» **TEXTE FOURNI**
- - - - - - -

Le film bascule alors et nous introduit dans une seconde partie : Kanji est mort mais Vivre continue à dérouler son histoire désormais racontée à travers ceux qui l’ont côtoyé. Une deuxième partie qui prend la forme d’un procès, le procès de ceux qui se jugent eux-mêmes face à cet homme et ce qu’il est devenu. Tout y passe : déni, détournement, récupération, justifications, etc. tous les moyens psychiques mis en œuvre par l’être humain depuis toujours pour éviter de changer de vie et surtout pour éviter la vie.
Vivre est un film peu banal qui aborde la question de la mort de front. Le sujet de la bureaucratie dépasse largement ce milieu professionnel, c’est un symbole de toutes vies humaines qui se protège, qui se calfeutre, qui se paralyse plutôt que de s’ouvrir à la vie, à ses risques, à son engagement, à son dynamisme. Cinq mois ont suffi à Kanji pour tout changer, il suffit juste de le décider.

- - - - - - -

Données:

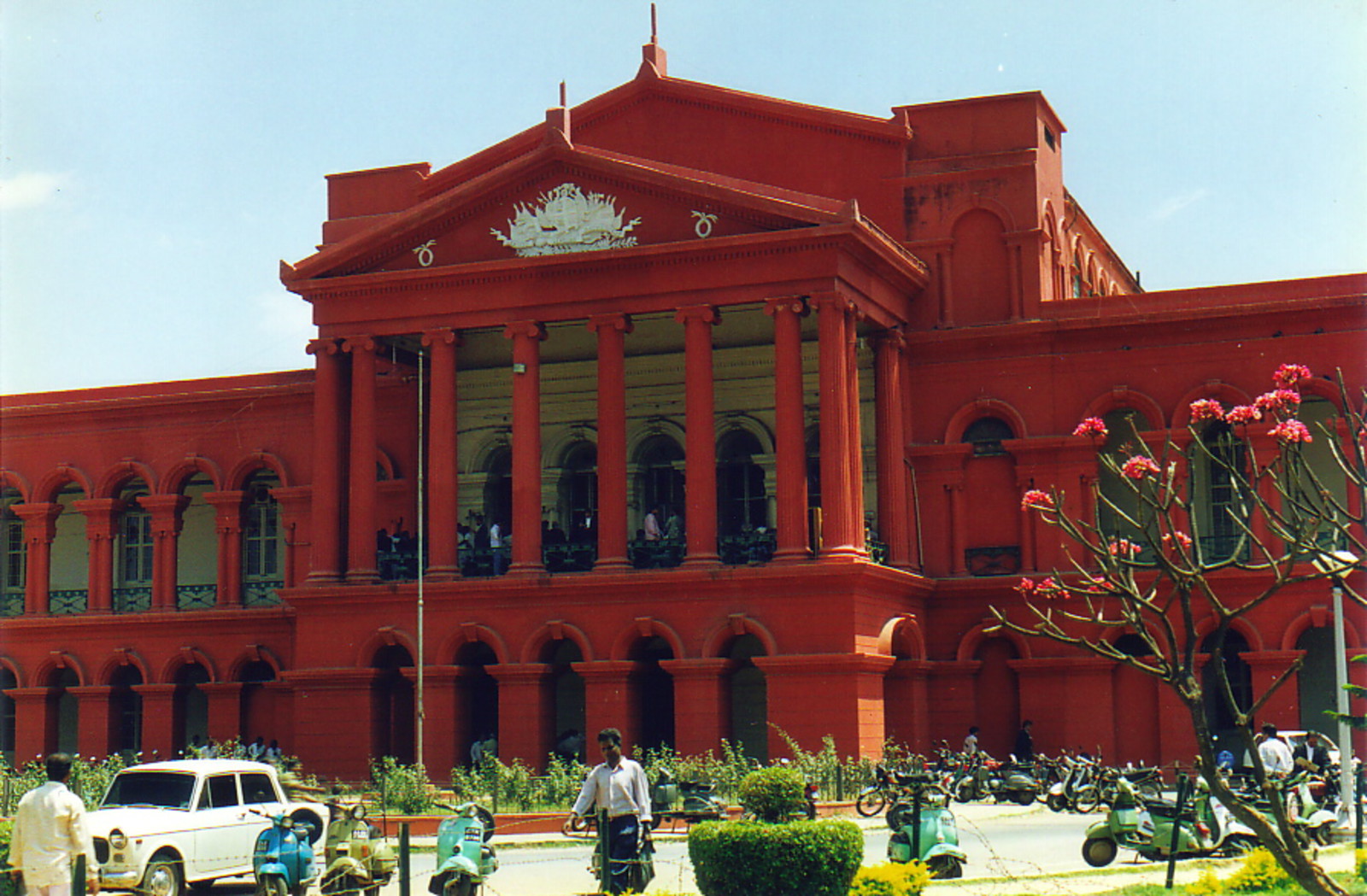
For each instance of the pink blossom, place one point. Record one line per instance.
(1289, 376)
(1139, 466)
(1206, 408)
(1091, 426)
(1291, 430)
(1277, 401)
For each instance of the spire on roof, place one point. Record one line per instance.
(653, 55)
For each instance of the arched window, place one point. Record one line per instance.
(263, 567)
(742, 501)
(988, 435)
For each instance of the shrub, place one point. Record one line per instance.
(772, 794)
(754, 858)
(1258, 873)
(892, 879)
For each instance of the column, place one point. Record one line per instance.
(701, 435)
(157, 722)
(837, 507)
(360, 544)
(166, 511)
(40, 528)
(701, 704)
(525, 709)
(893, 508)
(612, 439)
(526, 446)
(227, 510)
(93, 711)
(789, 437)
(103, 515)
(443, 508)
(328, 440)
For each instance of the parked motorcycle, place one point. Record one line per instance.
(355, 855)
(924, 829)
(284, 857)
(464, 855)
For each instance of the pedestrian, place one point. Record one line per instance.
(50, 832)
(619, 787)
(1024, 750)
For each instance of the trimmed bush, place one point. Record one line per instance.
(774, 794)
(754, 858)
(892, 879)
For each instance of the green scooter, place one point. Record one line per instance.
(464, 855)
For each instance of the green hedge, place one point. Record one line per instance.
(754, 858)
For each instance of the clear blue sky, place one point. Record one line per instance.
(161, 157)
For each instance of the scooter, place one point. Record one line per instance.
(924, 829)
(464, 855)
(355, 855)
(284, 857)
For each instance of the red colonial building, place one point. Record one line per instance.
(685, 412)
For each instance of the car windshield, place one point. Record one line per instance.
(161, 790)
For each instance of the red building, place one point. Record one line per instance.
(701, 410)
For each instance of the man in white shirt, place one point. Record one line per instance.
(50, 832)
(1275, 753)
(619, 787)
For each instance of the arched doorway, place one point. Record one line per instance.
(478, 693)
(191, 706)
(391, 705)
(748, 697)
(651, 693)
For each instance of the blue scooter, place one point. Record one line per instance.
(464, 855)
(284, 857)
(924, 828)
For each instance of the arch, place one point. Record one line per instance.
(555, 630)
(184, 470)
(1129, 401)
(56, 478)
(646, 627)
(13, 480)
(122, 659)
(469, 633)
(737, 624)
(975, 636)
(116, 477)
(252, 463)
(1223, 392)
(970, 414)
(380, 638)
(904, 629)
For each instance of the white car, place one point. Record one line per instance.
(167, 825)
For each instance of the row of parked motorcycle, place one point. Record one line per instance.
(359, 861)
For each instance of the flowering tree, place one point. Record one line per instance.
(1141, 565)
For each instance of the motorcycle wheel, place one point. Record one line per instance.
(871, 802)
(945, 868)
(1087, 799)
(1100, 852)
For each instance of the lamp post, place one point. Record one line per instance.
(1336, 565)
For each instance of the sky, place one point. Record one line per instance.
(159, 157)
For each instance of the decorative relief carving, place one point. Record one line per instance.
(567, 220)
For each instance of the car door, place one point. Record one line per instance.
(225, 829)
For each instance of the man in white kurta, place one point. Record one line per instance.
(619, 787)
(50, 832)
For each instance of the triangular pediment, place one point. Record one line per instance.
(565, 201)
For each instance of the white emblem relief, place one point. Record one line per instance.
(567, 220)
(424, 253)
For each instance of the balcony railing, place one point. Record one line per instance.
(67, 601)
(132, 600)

- - - - - - -

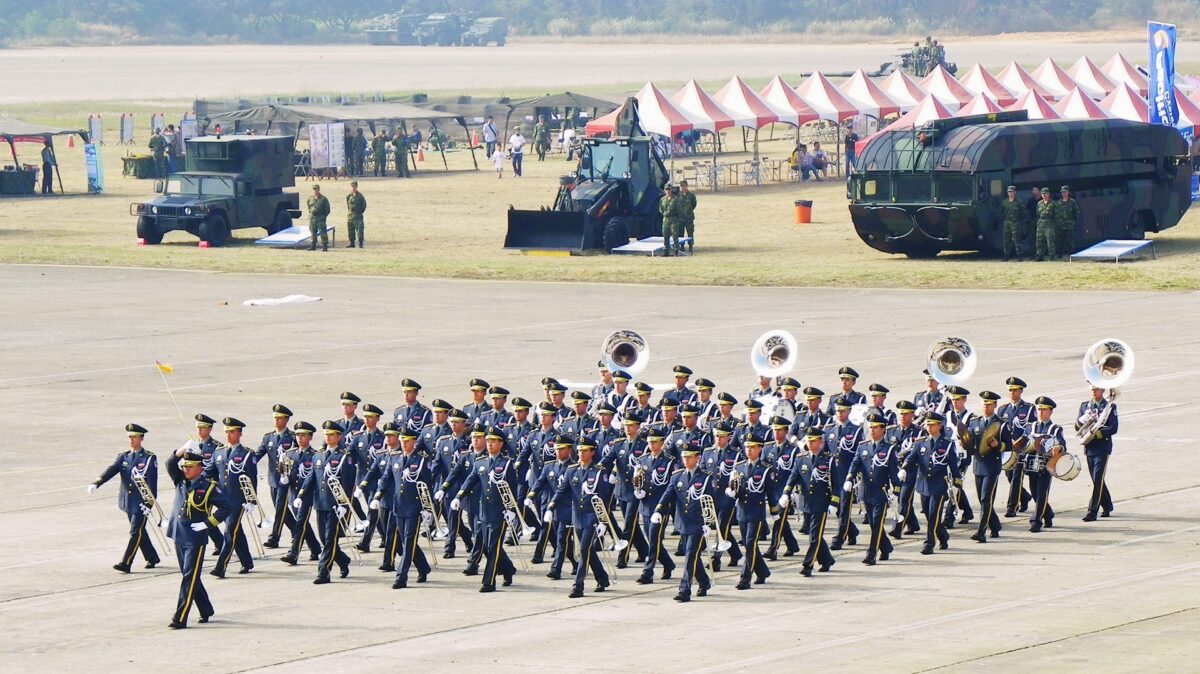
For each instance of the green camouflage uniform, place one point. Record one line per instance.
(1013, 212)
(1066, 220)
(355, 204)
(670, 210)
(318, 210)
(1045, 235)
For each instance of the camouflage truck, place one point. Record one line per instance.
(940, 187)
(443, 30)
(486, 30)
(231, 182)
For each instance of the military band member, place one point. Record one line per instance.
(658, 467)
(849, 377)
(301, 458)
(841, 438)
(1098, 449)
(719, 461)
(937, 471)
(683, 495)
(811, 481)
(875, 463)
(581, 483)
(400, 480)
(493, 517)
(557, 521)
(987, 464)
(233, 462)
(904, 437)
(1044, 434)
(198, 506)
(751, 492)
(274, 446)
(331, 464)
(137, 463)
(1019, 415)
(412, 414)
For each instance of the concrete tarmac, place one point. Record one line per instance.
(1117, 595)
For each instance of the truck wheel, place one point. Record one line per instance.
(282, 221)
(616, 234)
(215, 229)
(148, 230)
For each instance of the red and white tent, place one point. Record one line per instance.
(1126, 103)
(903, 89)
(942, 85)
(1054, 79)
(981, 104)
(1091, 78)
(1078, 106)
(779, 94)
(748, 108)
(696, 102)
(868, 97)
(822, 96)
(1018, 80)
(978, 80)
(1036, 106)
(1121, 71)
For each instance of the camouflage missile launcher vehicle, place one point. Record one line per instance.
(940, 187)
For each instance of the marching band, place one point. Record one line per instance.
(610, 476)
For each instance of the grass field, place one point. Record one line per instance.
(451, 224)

- - - - - - -

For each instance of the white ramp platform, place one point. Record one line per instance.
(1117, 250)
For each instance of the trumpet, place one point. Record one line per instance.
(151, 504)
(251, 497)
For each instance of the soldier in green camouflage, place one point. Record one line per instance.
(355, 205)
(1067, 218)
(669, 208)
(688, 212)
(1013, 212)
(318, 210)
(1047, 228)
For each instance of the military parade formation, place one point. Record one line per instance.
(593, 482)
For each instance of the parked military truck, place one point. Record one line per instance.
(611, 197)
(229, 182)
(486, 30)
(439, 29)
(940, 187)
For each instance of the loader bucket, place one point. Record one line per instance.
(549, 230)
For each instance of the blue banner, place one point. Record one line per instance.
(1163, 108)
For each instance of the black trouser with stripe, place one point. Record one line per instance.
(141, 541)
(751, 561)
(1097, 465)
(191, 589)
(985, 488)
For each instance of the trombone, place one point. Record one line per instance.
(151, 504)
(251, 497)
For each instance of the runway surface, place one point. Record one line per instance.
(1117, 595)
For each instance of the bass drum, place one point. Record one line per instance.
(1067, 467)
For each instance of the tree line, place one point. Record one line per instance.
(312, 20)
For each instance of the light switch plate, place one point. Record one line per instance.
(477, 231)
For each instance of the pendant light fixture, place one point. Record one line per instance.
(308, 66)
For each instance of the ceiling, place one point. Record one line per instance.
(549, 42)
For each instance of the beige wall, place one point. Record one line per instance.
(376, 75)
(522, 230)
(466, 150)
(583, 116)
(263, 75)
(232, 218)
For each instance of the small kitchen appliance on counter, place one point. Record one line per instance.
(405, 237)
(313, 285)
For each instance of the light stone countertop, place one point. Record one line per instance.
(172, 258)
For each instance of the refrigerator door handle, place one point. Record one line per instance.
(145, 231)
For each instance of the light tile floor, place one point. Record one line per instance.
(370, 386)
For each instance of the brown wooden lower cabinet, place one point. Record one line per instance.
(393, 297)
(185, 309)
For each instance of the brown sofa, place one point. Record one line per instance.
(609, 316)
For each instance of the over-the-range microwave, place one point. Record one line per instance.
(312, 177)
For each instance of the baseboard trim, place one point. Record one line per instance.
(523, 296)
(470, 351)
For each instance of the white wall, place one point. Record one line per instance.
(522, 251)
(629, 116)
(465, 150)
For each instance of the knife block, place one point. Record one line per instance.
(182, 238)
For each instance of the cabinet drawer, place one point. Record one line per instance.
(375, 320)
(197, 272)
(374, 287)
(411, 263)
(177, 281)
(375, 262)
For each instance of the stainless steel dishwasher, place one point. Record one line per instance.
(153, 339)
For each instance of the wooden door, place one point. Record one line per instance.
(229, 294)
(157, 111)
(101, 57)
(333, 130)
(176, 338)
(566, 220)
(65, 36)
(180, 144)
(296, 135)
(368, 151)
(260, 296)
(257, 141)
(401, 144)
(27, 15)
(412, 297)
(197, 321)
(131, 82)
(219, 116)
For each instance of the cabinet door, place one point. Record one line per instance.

- - - - - - -

» **CONSIGNES**
1 – Dans le texte sur le film Vivre, combien de temps a-t-il suffi à Kanji pour tout changer ?
2 – Résumez en deux phrases le texte sur le film Vivre.
3 – Reproduisez sans rien changer le passage du texte sur le film Vivre qui commence aux mots « Le film bascule » et s'arrête après « éviter la vie. ».

» **RÉPONSES RÉDIGÉES**
1 – Cinq mois.

2 – Après la mort de Kanji, la seconde partie de Vivre raconte son histoire à travers ceux qui l'ont côtoyé, sous la forme d'un procès où chacun se juge face à lui et use de tous les moyens pour éviter de changer de vie. Ce film peu banal aborde la mort de front et fait de la bureaucratie le symbole des vies humaines qui se paralysent au lieu de s'ouvrir à la vie.

3 –
Le film bascule alors et nous introduit dans une seconde partie : Kanji est mort mais Vivre continue à dérouler son histoire désormais racontée à travers ceux qui l’ont côtoyé. Une deuxième partie qui prend la forme d’un procès, le procès de ceux qui se jugent eux-mêmes face à cet homme et ce qu’il est devenu. Tout y passe : déni, détournement, récupération, justifications, etc. tous les moyens psychiques mis en œuvre par l’être humain depuis toujours pour éviter de changer de vie et surtout pour éviter la vie.